-- start INFORMATION SHOWN --

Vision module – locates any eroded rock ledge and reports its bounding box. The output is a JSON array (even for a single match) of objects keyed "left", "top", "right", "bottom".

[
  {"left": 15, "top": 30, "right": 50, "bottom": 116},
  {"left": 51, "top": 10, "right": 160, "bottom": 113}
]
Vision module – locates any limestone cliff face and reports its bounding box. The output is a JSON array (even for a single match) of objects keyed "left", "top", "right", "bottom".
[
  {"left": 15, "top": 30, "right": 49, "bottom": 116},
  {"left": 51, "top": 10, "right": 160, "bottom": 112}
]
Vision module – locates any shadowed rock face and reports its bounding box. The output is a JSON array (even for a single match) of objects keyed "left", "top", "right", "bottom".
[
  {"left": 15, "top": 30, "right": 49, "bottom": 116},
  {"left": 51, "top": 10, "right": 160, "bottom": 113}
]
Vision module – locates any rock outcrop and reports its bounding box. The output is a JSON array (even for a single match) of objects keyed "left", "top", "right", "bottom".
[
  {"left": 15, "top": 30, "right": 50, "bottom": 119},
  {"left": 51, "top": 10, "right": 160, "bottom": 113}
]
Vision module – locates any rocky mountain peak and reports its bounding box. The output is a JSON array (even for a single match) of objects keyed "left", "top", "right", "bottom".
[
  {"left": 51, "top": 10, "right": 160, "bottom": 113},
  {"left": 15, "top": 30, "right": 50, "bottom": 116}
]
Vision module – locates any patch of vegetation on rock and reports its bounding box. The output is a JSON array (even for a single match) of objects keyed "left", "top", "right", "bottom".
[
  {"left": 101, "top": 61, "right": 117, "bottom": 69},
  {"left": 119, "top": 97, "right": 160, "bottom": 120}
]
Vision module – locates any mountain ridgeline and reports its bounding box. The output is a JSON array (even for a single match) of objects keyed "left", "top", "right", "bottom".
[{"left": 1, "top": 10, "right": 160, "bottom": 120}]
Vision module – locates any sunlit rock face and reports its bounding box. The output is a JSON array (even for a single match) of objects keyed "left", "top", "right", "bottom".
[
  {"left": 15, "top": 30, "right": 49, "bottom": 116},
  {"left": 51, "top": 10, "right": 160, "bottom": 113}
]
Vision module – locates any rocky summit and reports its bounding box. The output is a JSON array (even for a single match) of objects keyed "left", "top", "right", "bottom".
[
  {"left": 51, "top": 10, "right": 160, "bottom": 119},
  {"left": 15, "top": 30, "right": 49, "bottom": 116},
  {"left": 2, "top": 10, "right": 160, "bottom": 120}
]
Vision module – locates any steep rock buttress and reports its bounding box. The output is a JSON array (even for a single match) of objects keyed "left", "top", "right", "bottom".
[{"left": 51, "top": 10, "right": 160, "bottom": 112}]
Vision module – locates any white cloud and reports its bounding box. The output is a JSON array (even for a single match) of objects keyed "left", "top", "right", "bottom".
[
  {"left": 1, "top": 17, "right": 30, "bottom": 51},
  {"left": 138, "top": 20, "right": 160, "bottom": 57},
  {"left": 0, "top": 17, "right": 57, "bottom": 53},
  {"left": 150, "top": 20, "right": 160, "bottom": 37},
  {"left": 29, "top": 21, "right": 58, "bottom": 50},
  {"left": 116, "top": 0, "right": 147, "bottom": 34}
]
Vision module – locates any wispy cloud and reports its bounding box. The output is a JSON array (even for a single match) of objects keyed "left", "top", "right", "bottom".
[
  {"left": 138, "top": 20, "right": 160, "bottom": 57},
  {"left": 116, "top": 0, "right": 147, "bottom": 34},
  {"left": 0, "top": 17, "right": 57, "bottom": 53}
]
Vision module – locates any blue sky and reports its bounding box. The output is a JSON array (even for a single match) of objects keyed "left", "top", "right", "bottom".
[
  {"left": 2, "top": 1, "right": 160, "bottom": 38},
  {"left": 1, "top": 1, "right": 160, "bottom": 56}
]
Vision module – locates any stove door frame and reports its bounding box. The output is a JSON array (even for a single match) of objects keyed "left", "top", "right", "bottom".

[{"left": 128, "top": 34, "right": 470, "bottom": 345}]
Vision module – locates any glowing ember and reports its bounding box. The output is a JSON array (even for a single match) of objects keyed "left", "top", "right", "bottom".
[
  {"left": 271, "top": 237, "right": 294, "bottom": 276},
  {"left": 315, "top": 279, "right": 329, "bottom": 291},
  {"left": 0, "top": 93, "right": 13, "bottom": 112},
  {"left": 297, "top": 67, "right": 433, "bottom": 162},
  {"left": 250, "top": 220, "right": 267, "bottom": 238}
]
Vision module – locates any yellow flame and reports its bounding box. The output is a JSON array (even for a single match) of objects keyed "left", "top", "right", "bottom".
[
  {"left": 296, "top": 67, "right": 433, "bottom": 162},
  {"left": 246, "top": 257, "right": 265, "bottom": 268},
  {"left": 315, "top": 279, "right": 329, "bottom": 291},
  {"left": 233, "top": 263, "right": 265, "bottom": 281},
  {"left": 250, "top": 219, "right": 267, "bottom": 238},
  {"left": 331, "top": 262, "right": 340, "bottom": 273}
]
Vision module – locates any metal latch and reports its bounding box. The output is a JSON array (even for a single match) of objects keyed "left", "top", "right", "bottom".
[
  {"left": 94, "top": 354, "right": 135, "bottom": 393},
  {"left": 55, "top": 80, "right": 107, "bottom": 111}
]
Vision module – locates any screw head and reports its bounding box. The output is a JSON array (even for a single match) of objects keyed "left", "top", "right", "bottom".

-- end INFORMATION SHOWN --

WHAT IS EXPECTED: Retype every line of the listing above verbatim.

ANSWER FOR THIS EXERCISE:
Vision module – locates any eroded rock ledge and reports its bounding box. The output is a JSON array (even for a single match) of objects keyed "left", "top", "right", "bottom".

[
  {"left": 15, "top": 30, "right": 50, "bottom": 116},
  {"left": 51, "top": 10, "right": 160, "bottom": 113}
]
Vision module – locates any limestone cliff face and reports its bounding box. The output is a JSON array (even for a single match) of objects keyed "left", "top", "right", "bottom".
[
  {"left": 15, "top": 30, "right": 49, "bottom": 116},
  {"left": 51, "top": 10, "right": 160, "bottom": 112}
]
Vision module – locates any shadowed rock face and reports its bounding box. The output is a JSON array (even for a single match) of objects keyed "left", "top", "right", "bottom".
[
  {"left": 15, "top": 30, "right": 49, "bottom": 116},
  {"left": 51, "top": 10, "right": 160, "bottom": 113}
]
Vision module – locates any rock outcrop and reports its bounding box. The output is a JSON array (even for a single match) of objects keyed "left", "top", "right", "bottom".
[
  {"left": 15, "top": 30, "right": 50, "bottom": 119},
  {"left": 51, "top": 10, "right": 160, "bottom": 113}
]
Vision module – locates any rocky mountain peak and reports its bounding box. The output is a JSON array (even for a single match) of objects keyed "left", "top", "right", "bottom".
[
  {"left": 51, "top": 10, "right": 160, "bottom": 113},
  {"left": 15, "top": 30, "right": 50, "bottom": 116}
]
Vision module – locates any patch of vegetation on rock and reports its bounding box. The output is a JSON array (even for a single match) of objects keyed "left", "top", "right", "bottom".
[
  {"left": 101, "top": 61, "right": 117, "bottom": 69},
  {"left": 119, "top": 97, "right": 160, "bottom": 120}
]
Vision module – locates any mountain ridgeline and reports its bounding box. The output is a JSON array (even for a single match) of objects keyed "left", "top", "right", "bottom".
[{"left": 1, "top": 10, "right": 160, "bottom": 120}]
Vision module – locates any sunlit rock face and reports its bounding box. The output is a JSON array (even for a single match) of objects keyed "left", "top", "right", "bottom".
[
  {"left": 15, "top": 30, "right": 49, "bottom": 116},
  {"left": 51, "top": 10, "right": 160, "bottom": 113}
]
Vision module – locates any rocky summit and reports its bounding box. The output is a JSON array (even for a single match) of objects keyed "left", "top", "right", "bottom".
[
  {"left": 51, "top": 10, "right": 160, "bottom": 119},
  {"left": 15, "top": 30, "right": 49, "bottom": 116},
  {"left": 2, "top": 10, "right": 160, "bottom": 120}
]
Vision module – locates any steep rock buttress and reports its bounding box. The output is a JSON array (even for a single match) of objects keyed "left", "top", "right", "bottom".
[{"left": 51, "top": 10, "right": 160, "bottom": 112}]
Vision module – locates any white cloud and reports its bounding box. The output is a JSON array (even for a single match) of objects keyed "left", "top", "right", "bottom".
[
  {"left": 1, "top": 17, "right": 30, "bottom": 51},
  {"left": 138, "top": 20, "right": 160, "bottom": 57},
  {"left": 0, "top": 17, "right": 57, "bottom": 53},
  {"left": 150, "top": 20, "right": 160, "bottom": 37},
  {"left": 29, "top": 21, "right": 58, "bottom": 50},
  {"left": 116, "top": 0, "right": 147, "bottom": 34}
]
Vision module – locates any wispy cloud and reports its bounding box. The output is a JSON array (even for a single match) of objects keyed "left", "top", "right", "bottom".
[
  {"left": 138, "top": 20, "right": 160, "bottom": 57},
  {"left": 116, "top": 0, "right": 147, "bottom": 34},
  {"left": 0, "top": 17, "right": 57, "bottom": 53}
]
Vision module – locates any blue sky and reports its bounding box. The output is a JSON array (even for a single match) of objects keyed "left", "top", "right", "bottom".
[
  {"left": 2, "top": 1, "right": 160, "bottom": 38},
  {"left": 1, "top": 1, "right": 160, "bottom": 56}
]
Vision module – locates any stove door frame and reports its bounding box. The output is a JSON array (even for a single match) of objects keyed "left", "top", "right", "bottom".

[{"left": 128, "top": 34, "right": 470, "bottom": 345}]
Vision module – locates any glowing ember and reports its bounding box. The output is a JSON array (even for a single match) of objects keyed "left", "top", "right", "bottom".
[
  {"left": 271, "top": 237, "right": 294, "bottom": 276},
  {"left": 315, "top": 279, "right": 329, "bottom": 291},
  {"left": 0, "top": 93, "right": 13, "bottom": 112},
  {"left": 297, "top": 67, "right": 433, "bottom": 162},
  {"left": 250, "top": 220, "right": 267, "bottom": 238}
]
Vision module – locates any yellow flame and reports its bounding box. The output is a JSON array (even for a single match) of objects keyed "left", "top", "right", "bottom".
[
  {"left": 296, "top": 67, "right": 433, "bottom": 162},
  {"left": 246, "top": 257, "right": 265, "bottom": 268},
  {"left": 315, "top": 279, "right": 329, "bottom": 291},
  {"left": 233, "top": 263, "right": 265, "bottom": 281},
  {"left": 250, "top": 219, "right": 267, "bottom": 238},
  {"left": 331, "top": 262, "right": 340, "bottom": 273}
]
Vision module – locates any metal latch and reports its bounding box. The output is a JSON array (even for a single match) of objects keyed "left", "top", "right", "bottom".
[
  {"left": 94, "top": 354, "right": 135, "bottom": 393},
  {"left": 55, "top": 80, "right": 107, "bottom": 111}
]
Vision module – locates any screw head and reports its bounding box. The output is a JSON array (even for a single match) of objects keyed "left", "top", "right", "bottom".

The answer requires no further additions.